→ **READING PASSAGE**:
((
Role of single and compound Pacific natural variability in extratropical cyclone activity over North America

Abstract

AbstractThe role of large‐scale natural variability in influencing the distribution of midlatitude storm tracks and extratropical cyclones is well known. However, less understood is how compound natural variability—the concurrence of two modes of variability—influences the geospatial characteristics of extratropical cyclones. Here, we evaluate compound modes of Pacific‐North American variability—ENSO and PNA with the slow varying PDO—on extratropical cyclones over the North American region during 1950–2013, using an automated tracking algorithm applied to the Twentieth Century Reanalysis version 3 data. Seasonal analysis is conducted on spatial statistics including track, genesis and lysis density and some mean fields in varying compound phases. Spatial correlations of track density with seasonal mean of individual variability indices show that the PNA, ENSO and PDO enhance cyclone activity over Pacific storm track significantly while shifting the North American and Atlantic storm tracks in seasons, that is, equatorward in the positive phase. But the decadal variability of PDO moves the Atlantic storm track poleward, particularly in boreal winter. By comparing to the single Pacific variability impacts, compound Pacific variability results demonstrate the dominance of the higher‐frequency modes of ENSO and PNA on extratropical cyclone activity, while the slow varying PDO can modulate the ENSO‐ and PNA‐related cyclone variability. For example, during a negative PNA, cyclones over the North Atlantic become more (less) frequent during a positive (negative) PDO. The in‐phase modes of the PDO and ENSO influence Pacific storm track significantly, increasing (decreasing) cyclone frequency when both are positive (negative) in boreal winter. Results are linked to and used to explain the previous findings on how natural variability influences the occurrence of tornado outbreaks and high precipitation over the southeastern United States, Great Lakes, Ohio Valley and other US regions. Understanding compound variability modulations may be useful to predict extratropical cyclone frequency, development and decay regions seasonally and to study the physical mechanisms of extreme weather events.
))
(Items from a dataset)
((
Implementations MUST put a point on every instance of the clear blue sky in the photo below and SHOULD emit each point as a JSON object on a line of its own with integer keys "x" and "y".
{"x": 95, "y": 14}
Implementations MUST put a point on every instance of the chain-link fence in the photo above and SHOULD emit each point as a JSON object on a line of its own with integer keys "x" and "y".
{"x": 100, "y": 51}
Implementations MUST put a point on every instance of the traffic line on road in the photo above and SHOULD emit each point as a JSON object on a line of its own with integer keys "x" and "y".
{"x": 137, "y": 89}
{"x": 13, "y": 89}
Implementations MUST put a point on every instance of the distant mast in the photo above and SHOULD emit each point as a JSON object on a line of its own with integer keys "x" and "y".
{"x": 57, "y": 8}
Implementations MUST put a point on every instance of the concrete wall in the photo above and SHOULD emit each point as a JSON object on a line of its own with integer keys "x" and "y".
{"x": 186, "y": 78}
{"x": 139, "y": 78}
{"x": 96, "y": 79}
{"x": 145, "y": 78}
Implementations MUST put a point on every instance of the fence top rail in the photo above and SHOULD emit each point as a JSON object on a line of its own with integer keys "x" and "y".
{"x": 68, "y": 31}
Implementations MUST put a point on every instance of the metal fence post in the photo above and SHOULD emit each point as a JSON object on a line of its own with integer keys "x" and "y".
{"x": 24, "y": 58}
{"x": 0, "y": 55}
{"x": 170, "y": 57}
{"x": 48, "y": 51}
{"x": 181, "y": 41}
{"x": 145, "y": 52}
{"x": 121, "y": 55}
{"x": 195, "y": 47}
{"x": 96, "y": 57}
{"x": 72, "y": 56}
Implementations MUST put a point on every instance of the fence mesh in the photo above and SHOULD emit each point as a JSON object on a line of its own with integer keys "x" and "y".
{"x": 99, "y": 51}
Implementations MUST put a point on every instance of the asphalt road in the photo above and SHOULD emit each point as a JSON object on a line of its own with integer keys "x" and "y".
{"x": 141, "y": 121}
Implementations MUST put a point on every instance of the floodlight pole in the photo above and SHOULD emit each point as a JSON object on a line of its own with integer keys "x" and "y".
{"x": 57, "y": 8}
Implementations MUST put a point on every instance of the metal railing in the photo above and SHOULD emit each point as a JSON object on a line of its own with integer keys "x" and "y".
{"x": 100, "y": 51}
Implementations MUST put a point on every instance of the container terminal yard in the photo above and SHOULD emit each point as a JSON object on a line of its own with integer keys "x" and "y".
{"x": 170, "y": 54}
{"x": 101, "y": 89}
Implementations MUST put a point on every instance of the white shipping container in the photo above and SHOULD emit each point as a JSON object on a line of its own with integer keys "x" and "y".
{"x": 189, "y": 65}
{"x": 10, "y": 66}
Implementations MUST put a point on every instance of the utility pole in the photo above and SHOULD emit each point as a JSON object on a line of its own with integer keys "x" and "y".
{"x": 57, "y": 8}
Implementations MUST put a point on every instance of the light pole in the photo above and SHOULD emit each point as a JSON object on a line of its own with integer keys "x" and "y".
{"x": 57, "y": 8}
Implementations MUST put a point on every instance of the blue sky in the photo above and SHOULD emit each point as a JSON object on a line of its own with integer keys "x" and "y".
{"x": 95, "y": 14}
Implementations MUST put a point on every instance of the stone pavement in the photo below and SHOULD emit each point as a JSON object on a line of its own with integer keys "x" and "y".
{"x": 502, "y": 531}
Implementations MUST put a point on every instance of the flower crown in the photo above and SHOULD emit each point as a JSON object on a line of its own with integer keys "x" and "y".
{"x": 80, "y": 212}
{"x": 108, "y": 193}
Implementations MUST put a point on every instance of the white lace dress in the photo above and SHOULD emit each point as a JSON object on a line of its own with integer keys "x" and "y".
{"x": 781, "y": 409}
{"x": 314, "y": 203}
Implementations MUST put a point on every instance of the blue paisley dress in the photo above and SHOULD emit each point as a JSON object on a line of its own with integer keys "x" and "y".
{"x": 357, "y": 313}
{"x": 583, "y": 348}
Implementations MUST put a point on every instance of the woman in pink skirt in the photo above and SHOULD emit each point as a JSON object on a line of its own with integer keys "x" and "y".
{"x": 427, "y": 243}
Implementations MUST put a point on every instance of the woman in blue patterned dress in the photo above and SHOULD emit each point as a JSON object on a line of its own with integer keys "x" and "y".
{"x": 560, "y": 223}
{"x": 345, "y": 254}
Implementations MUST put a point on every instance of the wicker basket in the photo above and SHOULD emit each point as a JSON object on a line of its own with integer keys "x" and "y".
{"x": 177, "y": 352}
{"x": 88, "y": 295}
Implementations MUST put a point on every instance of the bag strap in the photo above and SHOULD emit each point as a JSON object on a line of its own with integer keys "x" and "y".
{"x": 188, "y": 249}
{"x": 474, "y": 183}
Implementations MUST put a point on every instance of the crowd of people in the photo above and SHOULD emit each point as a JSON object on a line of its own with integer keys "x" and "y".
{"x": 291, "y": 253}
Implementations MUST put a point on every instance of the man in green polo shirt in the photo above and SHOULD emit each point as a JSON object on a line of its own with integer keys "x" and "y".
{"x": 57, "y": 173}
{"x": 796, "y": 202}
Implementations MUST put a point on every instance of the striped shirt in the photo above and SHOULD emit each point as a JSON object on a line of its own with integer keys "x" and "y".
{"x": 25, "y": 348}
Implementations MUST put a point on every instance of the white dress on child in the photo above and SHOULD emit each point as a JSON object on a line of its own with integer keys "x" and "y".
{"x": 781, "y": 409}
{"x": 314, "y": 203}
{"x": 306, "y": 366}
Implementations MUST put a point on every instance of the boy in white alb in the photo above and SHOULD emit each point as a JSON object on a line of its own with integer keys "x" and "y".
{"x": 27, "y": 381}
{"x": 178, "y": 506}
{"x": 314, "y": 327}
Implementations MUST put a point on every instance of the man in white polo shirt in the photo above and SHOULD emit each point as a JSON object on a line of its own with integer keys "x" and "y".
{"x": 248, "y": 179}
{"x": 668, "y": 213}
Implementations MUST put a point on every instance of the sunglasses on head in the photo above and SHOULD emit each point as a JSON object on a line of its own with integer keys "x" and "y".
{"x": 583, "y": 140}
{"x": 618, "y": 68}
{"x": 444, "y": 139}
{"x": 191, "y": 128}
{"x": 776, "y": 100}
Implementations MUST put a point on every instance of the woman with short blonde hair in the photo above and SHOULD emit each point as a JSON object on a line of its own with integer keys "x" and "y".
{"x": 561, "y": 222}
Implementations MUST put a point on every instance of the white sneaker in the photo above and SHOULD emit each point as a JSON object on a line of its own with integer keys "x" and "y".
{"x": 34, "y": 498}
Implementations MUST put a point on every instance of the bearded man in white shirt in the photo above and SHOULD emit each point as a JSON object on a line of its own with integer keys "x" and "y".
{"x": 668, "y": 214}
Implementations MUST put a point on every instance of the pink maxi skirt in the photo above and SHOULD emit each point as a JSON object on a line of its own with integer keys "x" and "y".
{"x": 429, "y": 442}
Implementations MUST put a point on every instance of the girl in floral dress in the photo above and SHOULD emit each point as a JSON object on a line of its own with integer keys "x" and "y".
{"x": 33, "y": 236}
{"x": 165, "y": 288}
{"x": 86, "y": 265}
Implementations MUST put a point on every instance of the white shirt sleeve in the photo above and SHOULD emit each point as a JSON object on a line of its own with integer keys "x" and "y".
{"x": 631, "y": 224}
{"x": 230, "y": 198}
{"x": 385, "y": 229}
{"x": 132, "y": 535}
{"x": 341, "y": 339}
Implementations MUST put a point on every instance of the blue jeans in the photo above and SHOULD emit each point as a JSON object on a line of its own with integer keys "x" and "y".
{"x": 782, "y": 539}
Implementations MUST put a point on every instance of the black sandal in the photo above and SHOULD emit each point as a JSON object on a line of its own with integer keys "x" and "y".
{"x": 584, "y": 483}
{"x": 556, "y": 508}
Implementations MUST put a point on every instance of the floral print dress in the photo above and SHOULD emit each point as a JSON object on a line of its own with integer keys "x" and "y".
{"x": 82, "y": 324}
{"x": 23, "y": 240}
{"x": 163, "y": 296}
))
→ **TASK PROMPT**:
For each numbered statement, say yes or no according to whether it agrees with the abstract on Pacific variability and North American cyclones, and quote the words of the abstract that decide it.
1. The study covers the period 1950–2013.
2. The decadal variability of the PDO moves the Atlantic storm track equatorward, particularly in boreal winter.
3. During a negative PNA, cyclones over the North Atlantic become less frequent during a positive PDO.

→ **COMPLETED TASK**:
1. Yes: "during 1950–2013"
2. No: "But the decadal variability of PDO moves the Atlantic storm track poleward, particularly in boreal winter."
3. No: "during a negative PNA, cyclones over the North Atlantic become more (less) frequent during a positive (negative) PDO"